▶ _Given problem_:
Locate each line in the items below that contains the string "floating" and copy those lines out, treating uppercase and lowercase letters as different.

▶ _Supplied material_:
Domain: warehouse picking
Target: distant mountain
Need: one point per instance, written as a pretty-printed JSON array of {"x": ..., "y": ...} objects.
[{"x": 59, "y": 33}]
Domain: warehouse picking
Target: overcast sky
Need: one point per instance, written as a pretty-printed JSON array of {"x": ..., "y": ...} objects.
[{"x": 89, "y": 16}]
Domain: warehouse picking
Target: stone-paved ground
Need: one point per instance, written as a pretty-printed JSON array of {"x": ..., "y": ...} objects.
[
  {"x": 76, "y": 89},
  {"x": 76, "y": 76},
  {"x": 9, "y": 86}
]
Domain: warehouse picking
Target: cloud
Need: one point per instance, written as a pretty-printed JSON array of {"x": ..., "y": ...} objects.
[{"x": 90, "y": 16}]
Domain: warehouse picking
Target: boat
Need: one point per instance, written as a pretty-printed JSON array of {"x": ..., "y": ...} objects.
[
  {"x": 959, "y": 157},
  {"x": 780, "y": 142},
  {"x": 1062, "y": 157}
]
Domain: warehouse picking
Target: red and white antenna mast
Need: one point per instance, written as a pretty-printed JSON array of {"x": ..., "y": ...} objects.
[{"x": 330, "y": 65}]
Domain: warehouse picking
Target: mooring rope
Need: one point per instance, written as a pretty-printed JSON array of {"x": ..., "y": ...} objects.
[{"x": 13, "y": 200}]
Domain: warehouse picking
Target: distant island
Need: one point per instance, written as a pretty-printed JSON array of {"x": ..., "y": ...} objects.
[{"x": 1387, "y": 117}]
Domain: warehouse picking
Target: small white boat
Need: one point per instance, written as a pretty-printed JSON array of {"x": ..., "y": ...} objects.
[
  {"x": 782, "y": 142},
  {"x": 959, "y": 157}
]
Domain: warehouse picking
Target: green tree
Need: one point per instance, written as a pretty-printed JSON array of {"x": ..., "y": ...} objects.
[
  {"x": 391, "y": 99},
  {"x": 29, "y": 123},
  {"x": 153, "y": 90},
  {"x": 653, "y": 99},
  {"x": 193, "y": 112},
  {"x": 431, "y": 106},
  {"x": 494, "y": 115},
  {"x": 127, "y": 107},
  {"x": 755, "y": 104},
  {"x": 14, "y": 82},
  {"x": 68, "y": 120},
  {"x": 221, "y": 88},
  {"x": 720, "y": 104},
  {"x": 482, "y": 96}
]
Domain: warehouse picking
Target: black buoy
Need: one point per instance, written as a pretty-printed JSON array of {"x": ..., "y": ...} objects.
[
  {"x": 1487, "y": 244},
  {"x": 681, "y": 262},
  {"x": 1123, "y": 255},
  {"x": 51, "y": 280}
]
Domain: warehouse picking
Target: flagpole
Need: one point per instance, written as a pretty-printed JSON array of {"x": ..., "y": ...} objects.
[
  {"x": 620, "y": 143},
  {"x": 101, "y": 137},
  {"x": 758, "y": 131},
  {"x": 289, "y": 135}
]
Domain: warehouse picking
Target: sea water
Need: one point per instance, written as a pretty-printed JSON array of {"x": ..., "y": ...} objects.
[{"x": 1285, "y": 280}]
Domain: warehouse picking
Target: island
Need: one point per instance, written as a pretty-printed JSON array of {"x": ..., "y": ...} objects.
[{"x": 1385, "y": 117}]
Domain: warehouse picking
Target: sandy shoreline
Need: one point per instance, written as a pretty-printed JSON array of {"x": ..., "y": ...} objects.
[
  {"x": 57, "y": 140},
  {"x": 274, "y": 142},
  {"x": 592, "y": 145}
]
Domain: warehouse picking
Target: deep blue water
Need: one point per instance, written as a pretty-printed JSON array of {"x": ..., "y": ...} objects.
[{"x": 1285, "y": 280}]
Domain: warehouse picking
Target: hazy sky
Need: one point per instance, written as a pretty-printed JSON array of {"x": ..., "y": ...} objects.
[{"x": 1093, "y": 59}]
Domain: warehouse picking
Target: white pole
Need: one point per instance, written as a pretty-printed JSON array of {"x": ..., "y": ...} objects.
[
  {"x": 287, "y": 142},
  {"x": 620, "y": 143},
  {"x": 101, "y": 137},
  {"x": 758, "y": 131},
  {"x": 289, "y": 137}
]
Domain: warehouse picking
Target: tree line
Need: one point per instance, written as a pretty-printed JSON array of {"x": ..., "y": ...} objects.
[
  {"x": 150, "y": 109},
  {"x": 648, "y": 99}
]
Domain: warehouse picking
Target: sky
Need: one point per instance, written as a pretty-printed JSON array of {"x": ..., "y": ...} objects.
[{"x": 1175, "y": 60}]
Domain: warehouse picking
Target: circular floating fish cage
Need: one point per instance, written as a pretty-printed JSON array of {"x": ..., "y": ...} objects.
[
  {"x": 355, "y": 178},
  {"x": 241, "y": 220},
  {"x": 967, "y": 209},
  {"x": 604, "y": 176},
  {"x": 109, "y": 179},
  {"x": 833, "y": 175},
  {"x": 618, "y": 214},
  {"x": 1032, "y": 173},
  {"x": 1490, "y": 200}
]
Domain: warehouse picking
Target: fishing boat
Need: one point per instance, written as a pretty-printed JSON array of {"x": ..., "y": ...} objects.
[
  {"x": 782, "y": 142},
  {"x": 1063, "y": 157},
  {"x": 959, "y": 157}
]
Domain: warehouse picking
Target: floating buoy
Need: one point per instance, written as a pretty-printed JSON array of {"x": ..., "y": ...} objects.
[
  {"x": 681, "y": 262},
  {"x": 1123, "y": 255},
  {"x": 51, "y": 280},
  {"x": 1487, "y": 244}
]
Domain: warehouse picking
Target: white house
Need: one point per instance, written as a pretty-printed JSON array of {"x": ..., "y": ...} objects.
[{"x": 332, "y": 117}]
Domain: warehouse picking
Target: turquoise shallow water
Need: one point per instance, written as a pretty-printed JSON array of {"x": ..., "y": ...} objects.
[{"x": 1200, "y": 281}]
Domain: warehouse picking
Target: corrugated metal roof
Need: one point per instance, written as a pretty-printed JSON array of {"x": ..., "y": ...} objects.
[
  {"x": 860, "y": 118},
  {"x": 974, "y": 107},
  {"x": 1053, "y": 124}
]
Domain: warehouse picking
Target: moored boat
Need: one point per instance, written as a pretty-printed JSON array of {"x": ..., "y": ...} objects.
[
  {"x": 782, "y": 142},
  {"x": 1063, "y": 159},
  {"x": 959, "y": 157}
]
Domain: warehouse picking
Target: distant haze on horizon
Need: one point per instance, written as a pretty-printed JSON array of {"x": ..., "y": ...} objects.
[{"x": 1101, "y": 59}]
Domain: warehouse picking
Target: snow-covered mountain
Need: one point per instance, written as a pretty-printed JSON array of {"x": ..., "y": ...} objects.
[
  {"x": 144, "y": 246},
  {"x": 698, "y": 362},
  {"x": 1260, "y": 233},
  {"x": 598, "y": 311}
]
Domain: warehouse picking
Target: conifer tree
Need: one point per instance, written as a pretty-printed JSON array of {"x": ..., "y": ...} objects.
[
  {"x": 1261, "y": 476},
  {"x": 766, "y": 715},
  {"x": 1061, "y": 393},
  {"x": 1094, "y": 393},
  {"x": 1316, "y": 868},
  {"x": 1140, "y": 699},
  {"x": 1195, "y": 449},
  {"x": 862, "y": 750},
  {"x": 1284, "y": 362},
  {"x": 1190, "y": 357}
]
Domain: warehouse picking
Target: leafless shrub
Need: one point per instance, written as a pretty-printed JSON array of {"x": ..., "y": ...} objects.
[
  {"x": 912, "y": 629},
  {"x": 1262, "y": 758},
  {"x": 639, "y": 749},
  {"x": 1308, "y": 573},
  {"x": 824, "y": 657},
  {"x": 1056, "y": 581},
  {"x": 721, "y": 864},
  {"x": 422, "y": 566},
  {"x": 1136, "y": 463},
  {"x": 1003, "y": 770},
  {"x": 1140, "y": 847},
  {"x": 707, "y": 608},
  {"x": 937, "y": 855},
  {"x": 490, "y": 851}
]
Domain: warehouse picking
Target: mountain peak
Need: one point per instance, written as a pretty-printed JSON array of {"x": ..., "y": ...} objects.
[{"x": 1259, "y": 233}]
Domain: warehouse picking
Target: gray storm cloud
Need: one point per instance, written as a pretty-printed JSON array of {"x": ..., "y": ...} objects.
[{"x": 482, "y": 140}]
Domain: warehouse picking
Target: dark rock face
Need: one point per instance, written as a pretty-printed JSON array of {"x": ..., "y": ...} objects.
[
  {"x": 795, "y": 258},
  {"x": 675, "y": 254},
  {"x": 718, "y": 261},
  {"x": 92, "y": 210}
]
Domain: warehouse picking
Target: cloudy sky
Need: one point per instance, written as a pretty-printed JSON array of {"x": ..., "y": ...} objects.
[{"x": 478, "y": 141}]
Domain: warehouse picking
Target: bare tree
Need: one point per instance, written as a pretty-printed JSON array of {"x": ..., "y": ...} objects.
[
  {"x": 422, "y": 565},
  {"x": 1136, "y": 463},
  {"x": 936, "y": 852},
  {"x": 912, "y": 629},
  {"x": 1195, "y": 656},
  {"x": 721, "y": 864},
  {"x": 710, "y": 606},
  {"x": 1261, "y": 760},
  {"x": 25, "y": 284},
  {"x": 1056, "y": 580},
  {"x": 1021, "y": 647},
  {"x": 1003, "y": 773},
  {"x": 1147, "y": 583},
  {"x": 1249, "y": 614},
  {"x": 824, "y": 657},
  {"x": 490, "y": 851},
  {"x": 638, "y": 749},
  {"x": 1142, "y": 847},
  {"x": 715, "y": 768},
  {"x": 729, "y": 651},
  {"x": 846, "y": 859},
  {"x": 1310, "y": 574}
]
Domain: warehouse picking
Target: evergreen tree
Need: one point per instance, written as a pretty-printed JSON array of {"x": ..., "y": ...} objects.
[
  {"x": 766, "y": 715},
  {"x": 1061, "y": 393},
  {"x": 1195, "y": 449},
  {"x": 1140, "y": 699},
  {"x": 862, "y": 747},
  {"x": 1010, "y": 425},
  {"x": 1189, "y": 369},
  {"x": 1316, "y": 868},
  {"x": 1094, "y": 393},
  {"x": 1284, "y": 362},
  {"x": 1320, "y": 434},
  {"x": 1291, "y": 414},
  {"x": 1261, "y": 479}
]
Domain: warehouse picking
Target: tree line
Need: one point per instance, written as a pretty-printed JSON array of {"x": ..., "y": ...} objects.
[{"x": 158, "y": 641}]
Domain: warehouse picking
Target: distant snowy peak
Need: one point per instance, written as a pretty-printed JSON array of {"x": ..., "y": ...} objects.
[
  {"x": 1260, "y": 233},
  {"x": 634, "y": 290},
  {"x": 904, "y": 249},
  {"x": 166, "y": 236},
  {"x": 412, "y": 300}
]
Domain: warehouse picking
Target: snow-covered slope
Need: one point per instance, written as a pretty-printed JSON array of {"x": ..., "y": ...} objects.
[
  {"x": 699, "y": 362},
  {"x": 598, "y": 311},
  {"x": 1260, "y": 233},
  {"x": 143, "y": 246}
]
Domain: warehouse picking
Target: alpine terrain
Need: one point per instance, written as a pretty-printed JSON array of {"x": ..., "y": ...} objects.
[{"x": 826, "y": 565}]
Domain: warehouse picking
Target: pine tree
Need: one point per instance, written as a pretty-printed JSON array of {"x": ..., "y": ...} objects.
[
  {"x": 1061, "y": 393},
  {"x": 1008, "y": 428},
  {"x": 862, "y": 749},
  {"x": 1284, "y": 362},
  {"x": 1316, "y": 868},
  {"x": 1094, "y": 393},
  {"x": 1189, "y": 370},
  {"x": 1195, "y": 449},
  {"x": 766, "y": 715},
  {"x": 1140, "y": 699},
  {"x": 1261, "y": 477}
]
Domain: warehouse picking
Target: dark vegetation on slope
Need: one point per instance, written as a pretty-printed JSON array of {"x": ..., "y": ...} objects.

▶ _Result for this exercise_:
Target: circular floating fish cage
Target: floating buoy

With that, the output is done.